WORK ORDER: Your task is to find every line in the records that holds the string "bicycle" and copy it.

Collected data:
____________________

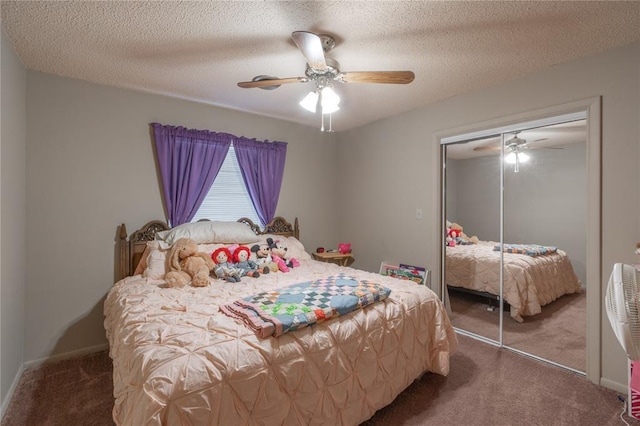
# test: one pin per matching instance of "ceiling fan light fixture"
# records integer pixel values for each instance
(310, 102)
(516, 157)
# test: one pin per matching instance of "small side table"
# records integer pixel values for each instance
(334, 257)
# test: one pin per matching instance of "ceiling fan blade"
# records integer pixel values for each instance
(272, 82)
(311, 47)
(487, 148)
(386, 77)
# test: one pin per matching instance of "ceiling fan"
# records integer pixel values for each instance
(514, 148)
(323, 71)
(515, 144)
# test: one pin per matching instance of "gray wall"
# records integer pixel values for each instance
(13, 253)
(91, 167)
(391, 167)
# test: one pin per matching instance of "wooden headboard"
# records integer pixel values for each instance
(130, 250)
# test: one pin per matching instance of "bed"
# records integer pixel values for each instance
(179, 360)
(530, 282)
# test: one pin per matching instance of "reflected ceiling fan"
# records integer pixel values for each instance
(323, 71)
(515, 143)
(514, 148)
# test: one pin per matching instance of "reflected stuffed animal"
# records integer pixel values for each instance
(186, 264)
(262, 256)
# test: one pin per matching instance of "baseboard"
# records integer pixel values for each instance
(618, 387)
(12, 389)
(67, 355)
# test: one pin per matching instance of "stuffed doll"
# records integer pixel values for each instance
(262, 257)
(241, 260)
(185, 263)
(451, 237)
(224, 269)
(279, 254)
(461, 237)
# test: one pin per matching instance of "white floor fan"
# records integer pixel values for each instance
(622, 302)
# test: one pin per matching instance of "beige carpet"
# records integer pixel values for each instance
(486, 386)
(558, 333)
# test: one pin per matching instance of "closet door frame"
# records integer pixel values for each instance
(591, 108)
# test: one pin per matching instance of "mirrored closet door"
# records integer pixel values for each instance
(514, 231)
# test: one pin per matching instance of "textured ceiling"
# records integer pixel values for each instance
(200, 50)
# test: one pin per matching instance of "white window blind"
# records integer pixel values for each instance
(228, 198)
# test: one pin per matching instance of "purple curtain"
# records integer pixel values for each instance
(189, 161)
(262, 167)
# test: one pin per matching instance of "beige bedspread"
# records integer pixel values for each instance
(530, 282)
(178, 360)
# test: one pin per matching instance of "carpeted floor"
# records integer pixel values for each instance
(486, 386)
(558, 333)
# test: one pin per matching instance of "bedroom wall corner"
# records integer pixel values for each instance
(13, 136)
(401, 171)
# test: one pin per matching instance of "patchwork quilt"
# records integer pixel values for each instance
(275, 312)
(528, 249)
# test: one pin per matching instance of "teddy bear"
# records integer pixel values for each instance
(185, 263)
(241, 259)
(224, 269)
(461, 237)
(262, 256)
(279, 253)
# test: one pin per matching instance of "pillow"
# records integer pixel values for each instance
(142, 264)
(208, 232)
(154, 259)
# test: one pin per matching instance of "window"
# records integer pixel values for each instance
(228, 198)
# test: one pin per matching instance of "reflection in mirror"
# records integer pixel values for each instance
(544, 206)
(472, 212)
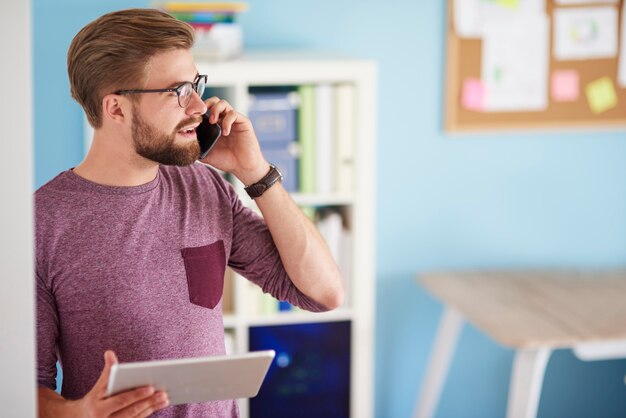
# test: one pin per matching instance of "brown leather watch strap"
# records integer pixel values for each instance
(257, 189)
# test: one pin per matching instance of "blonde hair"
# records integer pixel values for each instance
(112, 52)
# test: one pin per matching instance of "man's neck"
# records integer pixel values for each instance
(111, 163)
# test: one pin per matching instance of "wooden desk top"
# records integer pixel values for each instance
(528, 309)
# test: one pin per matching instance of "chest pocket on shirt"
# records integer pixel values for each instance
(205, 267)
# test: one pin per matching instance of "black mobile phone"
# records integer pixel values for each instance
(207, 134)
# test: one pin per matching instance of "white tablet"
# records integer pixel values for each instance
(195, 379)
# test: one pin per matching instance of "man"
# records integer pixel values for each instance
(131, 245)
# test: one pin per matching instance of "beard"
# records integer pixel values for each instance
(160, 147)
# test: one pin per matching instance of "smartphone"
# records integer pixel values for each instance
(208, 134)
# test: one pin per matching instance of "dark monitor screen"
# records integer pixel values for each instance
(310, 375)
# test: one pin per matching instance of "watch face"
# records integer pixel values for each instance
(257, 189)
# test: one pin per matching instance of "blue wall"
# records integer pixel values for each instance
(444, 201)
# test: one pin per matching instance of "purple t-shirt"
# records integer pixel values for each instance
(140, 270)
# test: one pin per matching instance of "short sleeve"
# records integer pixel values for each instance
(47, 334)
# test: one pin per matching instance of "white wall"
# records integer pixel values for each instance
(17, 315)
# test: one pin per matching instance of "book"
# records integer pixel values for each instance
(325, 141)
(345, 138)
(306, 139)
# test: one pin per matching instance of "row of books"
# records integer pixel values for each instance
(331, 224)
(309, 133)
(218, 34)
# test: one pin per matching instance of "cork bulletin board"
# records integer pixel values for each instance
(594, 99)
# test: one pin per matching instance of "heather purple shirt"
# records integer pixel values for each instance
(140, 270)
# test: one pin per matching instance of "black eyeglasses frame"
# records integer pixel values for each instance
(178, 89)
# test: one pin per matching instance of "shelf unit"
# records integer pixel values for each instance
(232, 80)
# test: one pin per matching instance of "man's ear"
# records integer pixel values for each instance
(115, 108)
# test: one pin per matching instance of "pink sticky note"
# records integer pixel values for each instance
(473, 94)
(565, 85)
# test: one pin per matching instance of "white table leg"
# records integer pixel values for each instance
(528, 370)
(440, 358)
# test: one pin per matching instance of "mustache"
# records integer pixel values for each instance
(189, 121)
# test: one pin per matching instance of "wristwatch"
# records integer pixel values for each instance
(257, 189)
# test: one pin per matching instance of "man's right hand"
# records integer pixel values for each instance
(135, 403)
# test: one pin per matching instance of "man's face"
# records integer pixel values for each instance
(162, 131)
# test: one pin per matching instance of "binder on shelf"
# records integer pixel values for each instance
(345, 138)
(274, 117)
(324, 115)
(307, 138)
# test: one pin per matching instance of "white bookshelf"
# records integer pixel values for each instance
(232, 80)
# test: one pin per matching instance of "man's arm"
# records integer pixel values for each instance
(303, 252)
(136, 403)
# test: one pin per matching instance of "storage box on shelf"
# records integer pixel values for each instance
(315, 116)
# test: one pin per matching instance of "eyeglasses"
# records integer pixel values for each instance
(183, 91)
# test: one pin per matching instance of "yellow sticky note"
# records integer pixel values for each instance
(513, 4)
(601, 95)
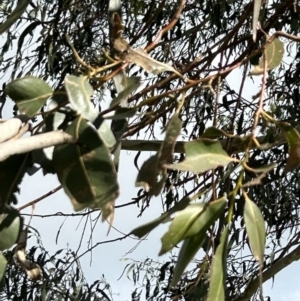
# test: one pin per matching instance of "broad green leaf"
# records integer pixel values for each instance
(85, 169)
(12, 171)
(79, 92)
(218, 270)
(293, 139)
(30, 94)
(152, 174)
(190, 221)
(15, 15)
(274, 53)
(188, 250)
(10, 226)
(129, 84)
(256, 231)
(146, 228)
(3, 263)
(202, 155)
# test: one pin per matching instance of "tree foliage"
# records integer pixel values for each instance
(89, 78)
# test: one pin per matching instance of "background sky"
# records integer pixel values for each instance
(107, 258)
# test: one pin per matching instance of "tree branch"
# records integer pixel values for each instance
(27, 144)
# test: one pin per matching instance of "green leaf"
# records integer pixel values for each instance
(15, 15)
(10, 226)
(3, 263)
(129, 84)
(202, 155)
(190, 221)
(293, 139)
(30, 94)
(187, 252)
(274, 52)
(256, 231)
(152, 174)
(146, 228)
(79, 92)
(85, 169)
(218, 270)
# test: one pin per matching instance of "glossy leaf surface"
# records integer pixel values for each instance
(85, 169)
(30, 94)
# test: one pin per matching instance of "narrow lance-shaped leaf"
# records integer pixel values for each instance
(293, 139)
(85, 169)
(202, 155)
(190, 221)
(255, 227)
(30, 94)
(148, 227)
(218, 270)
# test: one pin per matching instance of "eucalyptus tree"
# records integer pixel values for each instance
(90, 77)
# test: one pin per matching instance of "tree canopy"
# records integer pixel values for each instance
(91, 79)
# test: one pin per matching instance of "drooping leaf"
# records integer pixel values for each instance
(191, 221)
(79, 92)
(3, 263)
(30, 94)
(10, 226)
(85, 169)
(256, 231)
(129, 85)
(293, 139)
(15, 15)
(146, 228)
(152, 174)
(274, 53)
(9, 129)
(218, 270)
(202, 155)
(187, 252)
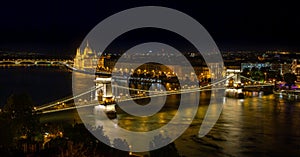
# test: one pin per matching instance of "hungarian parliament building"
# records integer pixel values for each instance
(88, 59)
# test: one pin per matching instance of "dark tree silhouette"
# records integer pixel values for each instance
(290, 79)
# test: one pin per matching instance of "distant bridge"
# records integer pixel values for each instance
(51, 107)
(28, 62)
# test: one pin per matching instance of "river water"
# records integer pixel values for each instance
(262, 125)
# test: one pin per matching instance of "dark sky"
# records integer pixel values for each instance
(58, 27)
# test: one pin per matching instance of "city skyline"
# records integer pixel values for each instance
(60, 27)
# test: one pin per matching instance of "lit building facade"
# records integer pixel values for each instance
(87, 59)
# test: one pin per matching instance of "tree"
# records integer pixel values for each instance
(18, 111)
(290, 79)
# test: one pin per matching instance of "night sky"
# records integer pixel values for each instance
(55, 27)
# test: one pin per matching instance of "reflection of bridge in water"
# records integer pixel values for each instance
(103, 85)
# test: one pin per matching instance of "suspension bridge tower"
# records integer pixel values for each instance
(104, 89)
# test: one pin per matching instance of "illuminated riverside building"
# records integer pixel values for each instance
(87, 59)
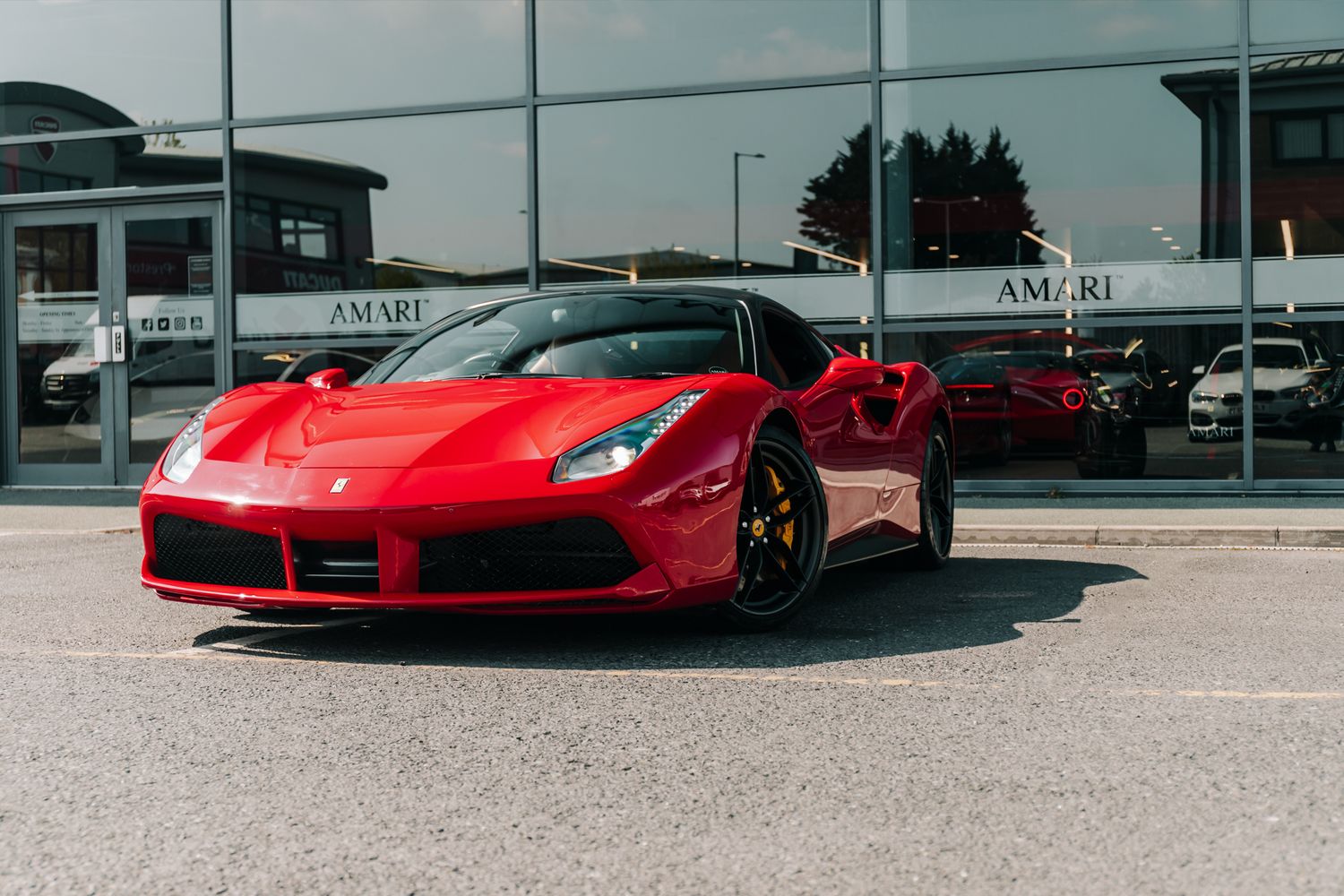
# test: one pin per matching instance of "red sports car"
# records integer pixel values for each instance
(591, 450)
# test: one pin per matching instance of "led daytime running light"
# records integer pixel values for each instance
(617, 449)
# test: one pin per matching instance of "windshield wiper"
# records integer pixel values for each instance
(650, 375)
(495, 375)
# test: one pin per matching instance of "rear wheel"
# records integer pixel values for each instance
(781, 535)
(937, 500)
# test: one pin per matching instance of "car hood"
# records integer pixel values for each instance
(424, 425)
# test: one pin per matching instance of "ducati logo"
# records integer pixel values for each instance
(45, 125)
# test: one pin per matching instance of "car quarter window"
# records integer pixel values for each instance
(793, 352)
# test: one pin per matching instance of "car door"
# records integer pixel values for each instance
(851, 452)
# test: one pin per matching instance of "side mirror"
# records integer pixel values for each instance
(331, 378)
(852, 375)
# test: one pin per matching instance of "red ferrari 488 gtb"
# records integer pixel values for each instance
(593, 450)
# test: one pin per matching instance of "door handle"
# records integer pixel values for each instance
(101, 344)
(118, 343)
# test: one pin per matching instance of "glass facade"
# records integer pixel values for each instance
(1078, 214)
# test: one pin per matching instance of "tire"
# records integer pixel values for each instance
(781, 552)
(937, 503)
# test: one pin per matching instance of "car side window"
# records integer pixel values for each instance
(795, 355)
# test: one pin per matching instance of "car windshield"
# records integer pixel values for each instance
(589, 336)
(962, 370)
(1262, 357)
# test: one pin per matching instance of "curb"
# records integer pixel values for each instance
(115, 530)
(1155, 536)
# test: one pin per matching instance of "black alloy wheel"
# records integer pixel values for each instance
(781, 533)
(937, 498)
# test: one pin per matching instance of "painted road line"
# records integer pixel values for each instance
(668, 675)
(268, 634)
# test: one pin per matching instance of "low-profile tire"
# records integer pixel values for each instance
(781, 535)
(937, 501)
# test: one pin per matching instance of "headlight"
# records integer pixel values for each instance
(617, 449)
(185, 452)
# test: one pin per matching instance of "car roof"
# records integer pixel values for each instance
(717, 295)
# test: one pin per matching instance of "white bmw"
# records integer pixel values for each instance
(1281, 368)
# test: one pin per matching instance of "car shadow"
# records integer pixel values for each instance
(860, 611)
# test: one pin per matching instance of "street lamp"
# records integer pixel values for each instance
(946, 220)
(737, 210)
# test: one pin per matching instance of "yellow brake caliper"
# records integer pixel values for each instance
(782, 532)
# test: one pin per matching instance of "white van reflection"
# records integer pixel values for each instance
(73, 378)
(166, 395)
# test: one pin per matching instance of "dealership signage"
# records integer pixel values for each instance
(355, 314)
(402, 312)
(1077, 289)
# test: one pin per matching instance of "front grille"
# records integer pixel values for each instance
(336, 565)
(67, 384)
(567, 554)
(193, 551)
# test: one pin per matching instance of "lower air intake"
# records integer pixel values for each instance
(583, 552)
(193, 551)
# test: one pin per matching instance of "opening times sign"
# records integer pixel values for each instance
(148, 317)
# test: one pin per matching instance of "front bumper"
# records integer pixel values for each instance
(668, 568)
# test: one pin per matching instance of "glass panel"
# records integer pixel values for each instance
(296, 365)
(86, 65)
(1297, 182)
(153, 160)
(171, 322)
(610, 45)
(1096, 403)
(857, 344)
(1298, 400)
(308, 56)
(1287, 21)
(631, 193)
(940, 32)
(360, 228)
(995, 209)
(56, 271)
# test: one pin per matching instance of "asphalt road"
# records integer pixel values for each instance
(1032, 720)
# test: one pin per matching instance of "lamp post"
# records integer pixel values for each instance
(946, 220)
(737, 211)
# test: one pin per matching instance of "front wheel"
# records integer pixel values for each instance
(937, 500)
(781, 535)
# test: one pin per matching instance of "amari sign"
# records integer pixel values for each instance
(1045, 290)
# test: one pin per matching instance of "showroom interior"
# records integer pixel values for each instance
(1078, 214)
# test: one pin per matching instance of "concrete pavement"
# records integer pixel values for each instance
(1029, 720)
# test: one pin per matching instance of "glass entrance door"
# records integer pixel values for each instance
(109, 319)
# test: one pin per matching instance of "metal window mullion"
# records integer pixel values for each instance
(365, 115)
(876, 182)
(534, 261)
(1136, 319)
(1244, 177)
(225, 239)
(110, 134)
(1055, 64)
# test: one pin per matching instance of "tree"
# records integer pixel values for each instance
(986, 233)
(836, 211)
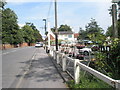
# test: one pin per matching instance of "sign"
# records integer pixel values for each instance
(115, 1)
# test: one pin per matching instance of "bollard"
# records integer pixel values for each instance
(76, 72)
(64, 64)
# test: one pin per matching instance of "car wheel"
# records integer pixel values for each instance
(86, 53)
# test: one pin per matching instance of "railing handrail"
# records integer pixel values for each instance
(108, 80)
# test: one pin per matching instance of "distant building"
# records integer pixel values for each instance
(66, 35)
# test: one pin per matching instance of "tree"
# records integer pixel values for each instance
(109, 31)
(92, 31)
(82, 34)
(64, 28)
(93, 27)
(36, 33)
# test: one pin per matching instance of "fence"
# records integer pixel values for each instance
(65, 61)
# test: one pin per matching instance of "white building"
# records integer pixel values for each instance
(66, 35)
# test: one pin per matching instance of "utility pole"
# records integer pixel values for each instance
(56, 31)
(119, 10)
(45, 24)
(114, 20)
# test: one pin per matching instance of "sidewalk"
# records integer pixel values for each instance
(43, 73)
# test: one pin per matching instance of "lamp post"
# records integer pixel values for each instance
(45, 24)
(45, 34)
(56, 31)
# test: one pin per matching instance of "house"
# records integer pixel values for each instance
(64, 35)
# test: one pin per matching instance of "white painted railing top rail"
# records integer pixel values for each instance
(78, 65)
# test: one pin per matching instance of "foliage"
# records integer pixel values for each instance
(109, 31)
(64, 28)
(2, 4)
(36, 33)
(9, 26)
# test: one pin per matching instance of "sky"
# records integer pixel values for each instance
(76, 14)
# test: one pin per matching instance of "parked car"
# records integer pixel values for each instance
(38, 44)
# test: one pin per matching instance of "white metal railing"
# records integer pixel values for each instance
(77, 65)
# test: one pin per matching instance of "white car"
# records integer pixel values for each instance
(38, 44)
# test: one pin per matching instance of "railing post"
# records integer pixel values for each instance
(118, 84)
(64, 63)
(76, 72)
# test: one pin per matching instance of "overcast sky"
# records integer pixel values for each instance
(75, 14)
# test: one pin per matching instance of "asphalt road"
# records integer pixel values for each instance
(29, 67)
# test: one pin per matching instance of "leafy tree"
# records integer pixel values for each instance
(92, 31)
(93, 27)
(64, 28)
(9, 26)
(28, 34)
(82, 34)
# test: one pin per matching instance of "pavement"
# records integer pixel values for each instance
(36, 72)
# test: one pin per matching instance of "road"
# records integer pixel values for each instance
(29, 67)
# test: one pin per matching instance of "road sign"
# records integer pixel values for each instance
(115, 1)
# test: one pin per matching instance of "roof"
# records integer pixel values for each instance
(65, 32)
(76, 35)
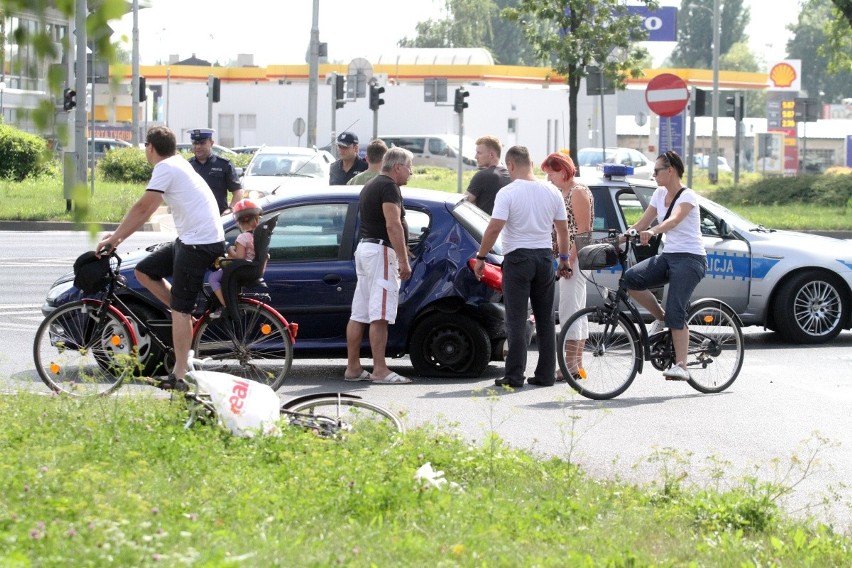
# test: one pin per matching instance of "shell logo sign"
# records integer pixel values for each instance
(786, 75)
(782, 75)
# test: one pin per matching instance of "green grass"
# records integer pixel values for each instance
(43, 200)
(119, 481)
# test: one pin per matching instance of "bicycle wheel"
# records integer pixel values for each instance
(256, 346)
(336, 416)
(76, 352)
(716, 347)
(610, 352)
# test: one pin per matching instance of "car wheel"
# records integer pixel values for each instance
(811, 308)
(150, 355)
(449, 345)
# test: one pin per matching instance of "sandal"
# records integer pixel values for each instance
(392, 379)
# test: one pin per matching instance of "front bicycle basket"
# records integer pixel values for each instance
(597, 256)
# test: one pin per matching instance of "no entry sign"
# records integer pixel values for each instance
(667, 94)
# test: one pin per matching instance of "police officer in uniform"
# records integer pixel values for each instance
(350, 163)
(218, 172)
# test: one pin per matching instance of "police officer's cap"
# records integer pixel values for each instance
(347, 139)
(200, 134)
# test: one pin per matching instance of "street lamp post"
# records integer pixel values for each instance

____________________

WRITTEN SOLUTION:
# test: one pin per matching instance of "bicycle wheel"
# test: one pin per matching instance of "front bicycle basket"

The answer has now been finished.